本文 >>

══════════

子宮体がん
■子宮体がんとは
<50~60代で発症のピークを迎えるがん>
子宮がんとは子宮の内膜に形成される悪性腫瘍のことです。
体がんと頸がんに分類される子宮がんは女性特有のがんで、罹患者数は5位(2017年)と年間27,000人ほどが罹患、6,000人が死亡しています。
ちなみに、子宮の内膜ではなく子宮の筋肉に発生する腫瘍のことは子宮筋腫(良性)、子宮肉腫(悪性)と呼ばれ、別の病気です。
子宮頸がんは現在20代~40代の方が発症のピークとなっていますが、子宮体がんは40代後半以降、特に50~60代で最も発症する傾向があるようで、この点は大きな違いです。
■原因
<女性ホルモンが大きく関係>
子宮体がんは女性ホルモンであるエストロゲンの分泌が大きく関わっています。

══════════

提供資料 >>
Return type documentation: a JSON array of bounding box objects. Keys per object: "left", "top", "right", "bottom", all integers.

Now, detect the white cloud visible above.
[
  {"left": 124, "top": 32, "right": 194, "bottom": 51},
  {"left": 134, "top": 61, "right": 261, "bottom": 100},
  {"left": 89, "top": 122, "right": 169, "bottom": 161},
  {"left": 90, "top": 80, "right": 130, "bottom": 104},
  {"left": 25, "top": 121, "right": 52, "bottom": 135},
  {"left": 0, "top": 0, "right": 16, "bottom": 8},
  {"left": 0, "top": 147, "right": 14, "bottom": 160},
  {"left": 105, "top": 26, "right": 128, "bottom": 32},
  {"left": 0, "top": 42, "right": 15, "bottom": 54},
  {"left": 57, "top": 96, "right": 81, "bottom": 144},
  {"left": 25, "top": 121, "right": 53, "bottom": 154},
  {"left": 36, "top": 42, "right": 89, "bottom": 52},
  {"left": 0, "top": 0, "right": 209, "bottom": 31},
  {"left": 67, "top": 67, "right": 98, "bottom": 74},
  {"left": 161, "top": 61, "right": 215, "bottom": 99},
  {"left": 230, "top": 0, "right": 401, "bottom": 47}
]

══════════

練習問題 A >> 本文によると、子宮体がんに大きく関わっている女性ホルモンは何か。
練習問題 B >> 本文から、「体がんと頸がんに分類される子」を含む箇所を起点に、「で、この点は大きな違いです。」の後までを一字も変えずに抜き出してください。

解答例 A >> エストロゲン

解答例 B >>
体がんと頸がんに分類される子宮がんは女性特有のがんで、罹患者数は5位(2017年)と年間27,000人ほどが罹患、6,000人が死亡しています。
ちなみに、子宮の内膜ではなく子宮の筋肉に発生する腫瘍のことは子宮筋腫(良性)、子宮肉腫(悪性)と呼ばれ、別の病気です。
子宮頸がんは現在20代~40代の方が発症のピークとなっていますが、子宮体がんは40代後半以降、特に50~60代で最も発症する傾向があるようで、この点は大きな違いです。